Put every line of the records below into a numbered list, leaving out any blank lines.
━━━━━ Given data ━━━━━
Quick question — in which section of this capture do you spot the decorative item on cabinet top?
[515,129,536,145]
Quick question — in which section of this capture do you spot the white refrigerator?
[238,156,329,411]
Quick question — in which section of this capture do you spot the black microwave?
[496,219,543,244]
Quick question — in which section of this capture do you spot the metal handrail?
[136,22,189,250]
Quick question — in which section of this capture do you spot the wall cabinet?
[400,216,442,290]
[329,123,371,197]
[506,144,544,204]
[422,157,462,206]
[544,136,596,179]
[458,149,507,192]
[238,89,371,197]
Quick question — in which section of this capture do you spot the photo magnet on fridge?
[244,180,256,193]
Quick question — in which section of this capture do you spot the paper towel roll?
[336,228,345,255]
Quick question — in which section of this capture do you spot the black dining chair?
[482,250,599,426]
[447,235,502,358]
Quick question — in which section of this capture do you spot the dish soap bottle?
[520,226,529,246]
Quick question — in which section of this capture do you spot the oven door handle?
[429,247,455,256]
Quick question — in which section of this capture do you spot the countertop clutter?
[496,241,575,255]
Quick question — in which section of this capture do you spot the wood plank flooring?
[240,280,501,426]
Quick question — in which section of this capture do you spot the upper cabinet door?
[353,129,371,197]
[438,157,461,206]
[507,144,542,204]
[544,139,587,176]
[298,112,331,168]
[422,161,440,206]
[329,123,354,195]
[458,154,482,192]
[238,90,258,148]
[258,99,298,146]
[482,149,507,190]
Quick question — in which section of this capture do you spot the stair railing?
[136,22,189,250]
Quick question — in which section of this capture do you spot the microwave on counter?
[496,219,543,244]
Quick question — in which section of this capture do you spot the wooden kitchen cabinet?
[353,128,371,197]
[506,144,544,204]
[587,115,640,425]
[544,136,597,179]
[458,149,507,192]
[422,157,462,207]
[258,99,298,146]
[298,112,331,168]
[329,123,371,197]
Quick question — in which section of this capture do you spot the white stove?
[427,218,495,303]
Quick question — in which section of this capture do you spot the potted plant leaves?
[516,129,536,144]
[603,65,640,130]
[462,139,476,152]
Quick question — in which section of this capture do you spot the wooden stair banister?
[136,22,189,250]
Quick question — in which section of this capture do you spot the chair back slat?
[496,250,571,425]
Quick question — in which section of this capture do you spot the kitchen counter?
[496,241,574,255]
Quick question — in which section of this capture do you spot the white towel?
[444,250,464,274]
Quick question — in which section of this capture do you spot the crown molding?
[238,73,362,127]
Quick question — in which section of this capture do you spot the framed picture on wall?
━━━━━
▸ **Written response**
1. Quick question — in which section of this capture do you spot the decorative item on cabinet top?
2. [515,129,536,145]
3. Quick question — in which section of this capture do you spot the white refrigerator?
4. [238,156,329,411]
5. Quick question — in which section of this capture do you spot the black microwave?
6. [496,219,543,244]
7. Quick question — in which section of this capture do you spot the metal handrail?
8. [136,22,189,250]
9. Quick question — in which section of this capture do you spot the wall cabinet?
10. [400,216,442,290]
11. [329,123,371,197]
12. [506,144,544,204]
13. [422,157,462,206]
14. [544,136,596,179]
15. [458,149,507,192]
16. [238,89,371,197]
17. Quick question — in which section of this capture do you spot the photo magnet on fridge?
18. [244,180,256,193]
19. Quick question — in which section of this capture do you spot the paper towel roll?
20. [336,228,345,255]
21. Quick question — in which section of this capture do you spot the black dining chair?
22. [482,250,599,426]
23. [447,235,502,358]
24. Quick question — in which section of this capture do you spot the dish soap bottle?
25. [520,226,529,246]
26. Quick question — in which section of this capture do you spot the oven door handle?
27. [429,247,455,256]
28. Quick question — in which section of this capture do you spot the countertop clutter?
29. [496,241,575,255]
30. Quick question — in which section of this capture do you spot the wood plank flooring?
31. [240,280,501,426]
32. Quick question — in which section of this capture do you spot the upper cabinet door?
33. [353,129,371,197]
34. [438,157,461,206]
35. [507,144,542,204]
36. [544,139,587,176]
37. [298,112,331,168]
38. [422,161,440,206]
39. [329,123,354,195]
40. [458,154,482,192]
41. [238,90,258,148]
42. [258,99,298,146]
43. [482,149,507,190]
44. Quick question — in which section of this capture do you spot the stair railing?
45. [136,22,189,250]
46. Quick question — in which section of this capture do you spot the microwave on counter?
47. [496,219,543,244]
48. Quick question — in which section of this capture do you spot the wooden kitchen cabinet?
49. [353,128,371,197]
50. [506,144,544,204]
51. [587,115,640,425]
52. [544,136,597,179]
53. [458,149,507,192]
54. [422,157,462,207]
55. [258,99,298,146]
56. [298,112,331,168]
57. [329,123,371,197]
58. Quick question — in which section of this capture do you spot the white stove?
59. [427,218,495,303]
60. Quick question — in which section of this capture do you spot the potted plant leaves?
61. [516,129,536,144]
62. [603,65,640,130]
63. [462,139,476,152]
64. Quick question — in which section of this capture do you spot the wooden stair banister?
65. [136,22,189,250]
66. Quick question — in which section of this capture do you spot the chair back slat?
67. [496,250,571,425]
68. Quick question — in which section of this capture do you spot the kitchen counter?
69. [496,241,574,255]
70. Quick question — in which section of this capture do you spot the white towel?
71. [444,250,464,274]
72. Quick question — in which section of this capture do you spot the crown molding?
73. [238,73,362,127]
74. Quick question — in which section of this capture do you spot the framed picture on wall?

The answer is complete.